— START —

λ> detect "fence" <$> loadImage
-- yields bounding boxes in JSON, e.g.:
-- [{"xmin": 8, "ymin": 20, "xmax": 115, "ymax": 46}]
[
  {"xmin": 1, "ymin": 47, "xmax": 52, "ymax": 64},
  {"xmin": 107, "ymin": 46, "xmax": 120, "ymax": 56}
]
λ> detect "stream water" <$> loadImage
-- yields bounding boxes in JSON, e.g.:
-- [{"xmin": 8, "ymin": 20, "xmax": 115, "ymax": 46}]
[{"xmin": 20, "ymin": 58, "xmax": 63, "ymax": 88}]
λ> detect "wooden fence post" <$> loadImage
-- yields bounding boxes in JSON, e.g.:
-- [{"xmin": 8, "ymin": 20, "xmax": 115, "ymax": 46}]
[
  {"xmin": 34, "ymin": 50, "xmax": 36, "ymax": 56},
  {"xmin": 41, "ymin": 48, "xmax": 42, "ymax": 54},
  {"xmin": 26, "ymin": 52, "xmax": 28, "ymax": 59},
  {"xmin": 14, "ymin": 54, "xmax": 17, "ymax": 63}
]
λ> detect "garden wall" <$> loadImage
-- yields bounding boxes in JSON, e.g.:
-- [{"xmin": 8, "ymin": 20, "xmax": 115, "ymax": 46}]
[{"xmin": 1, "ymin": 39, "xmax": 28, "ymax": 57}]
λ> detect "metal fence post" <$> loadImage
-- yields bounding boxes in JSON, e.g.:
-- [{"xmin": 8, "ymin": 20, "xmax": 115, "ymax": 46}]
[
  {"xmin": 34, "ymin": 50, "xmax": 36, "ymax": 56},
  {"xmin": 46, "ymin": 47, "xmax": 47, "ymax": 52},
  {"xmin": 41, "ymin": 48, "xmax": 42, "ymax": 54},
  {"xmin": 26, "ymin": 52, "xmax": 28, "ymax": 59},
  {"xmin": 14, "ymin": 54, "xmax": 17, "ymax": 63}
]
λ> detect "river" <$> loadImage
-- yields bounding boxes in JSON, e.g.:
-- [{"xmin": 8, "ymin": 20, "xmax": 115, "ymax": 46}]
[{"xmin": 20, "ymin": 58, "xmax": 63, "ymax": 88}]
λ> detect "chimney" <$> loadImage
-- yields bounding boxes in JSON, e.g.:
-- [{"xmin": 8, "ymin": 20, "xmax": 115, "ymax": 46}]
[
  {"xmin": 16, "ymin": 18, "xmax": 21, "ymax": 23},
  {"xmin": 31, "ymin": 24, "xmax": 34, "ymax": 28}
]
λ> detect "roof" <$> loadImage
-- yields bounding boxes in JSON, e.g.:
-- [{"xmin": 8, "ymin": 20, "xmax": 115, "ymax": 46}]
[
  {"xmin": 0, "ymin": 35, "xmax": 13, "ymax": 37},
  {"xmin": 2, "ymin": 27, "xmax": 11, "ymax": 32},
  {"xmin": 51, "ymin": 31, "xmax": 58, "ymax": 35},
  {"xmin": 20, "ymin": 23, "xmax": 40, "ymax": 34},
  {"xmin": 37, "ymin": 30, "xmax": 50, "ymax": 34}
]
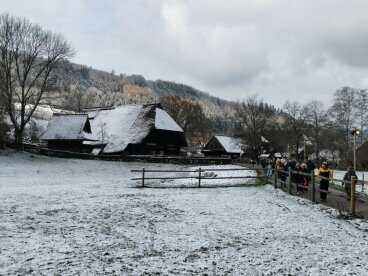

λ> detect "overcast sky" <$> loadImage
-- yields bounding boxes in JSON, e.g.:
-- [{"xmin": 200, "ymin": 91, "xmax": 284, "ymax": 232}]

— END —
— START —

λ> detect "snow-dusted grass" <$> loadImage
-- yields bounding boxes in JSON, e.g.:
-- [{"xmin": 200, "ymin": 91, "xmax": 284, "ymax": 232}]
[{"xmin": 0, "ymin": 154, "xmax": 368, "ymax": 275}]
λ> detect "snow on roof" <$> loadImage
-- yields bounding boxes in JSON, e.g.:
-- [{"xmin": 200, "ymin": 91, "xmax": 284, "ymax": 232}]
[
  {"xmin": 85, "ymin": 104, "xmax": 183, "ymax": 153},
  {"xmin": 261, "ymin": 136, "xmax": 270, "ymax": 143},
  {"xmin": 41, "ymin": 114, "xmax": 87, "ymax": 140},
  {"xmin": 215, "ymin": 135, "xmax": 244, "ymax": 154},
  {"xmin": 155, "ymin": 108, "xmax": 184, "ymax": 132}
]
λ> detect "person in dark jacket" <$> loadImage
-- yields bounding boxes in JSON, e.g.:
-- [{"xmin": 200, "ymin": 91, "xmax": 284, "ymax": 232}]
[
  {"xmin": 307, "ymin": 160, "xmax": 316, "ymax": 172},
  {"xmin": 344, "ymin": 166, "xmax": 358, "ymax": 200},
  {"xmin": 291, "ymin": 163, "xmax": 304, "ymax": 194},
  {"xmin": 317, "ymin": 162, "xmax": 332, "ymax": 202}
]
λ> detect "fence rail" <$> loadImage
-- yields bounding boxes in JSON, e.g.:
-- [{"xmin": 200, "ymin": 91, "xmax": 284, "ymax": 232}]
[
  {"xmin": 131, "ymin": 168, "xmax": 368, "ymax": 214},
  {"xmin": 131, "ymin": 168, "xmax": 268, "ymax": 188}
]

— END —

Collect each line in the entries above that contains the string "snow". Case matters.

§ **RESPONSE**
λ> detect "snow-dusted grass" <$> loadImage
λ> detect "snow on roof" <$> loadImage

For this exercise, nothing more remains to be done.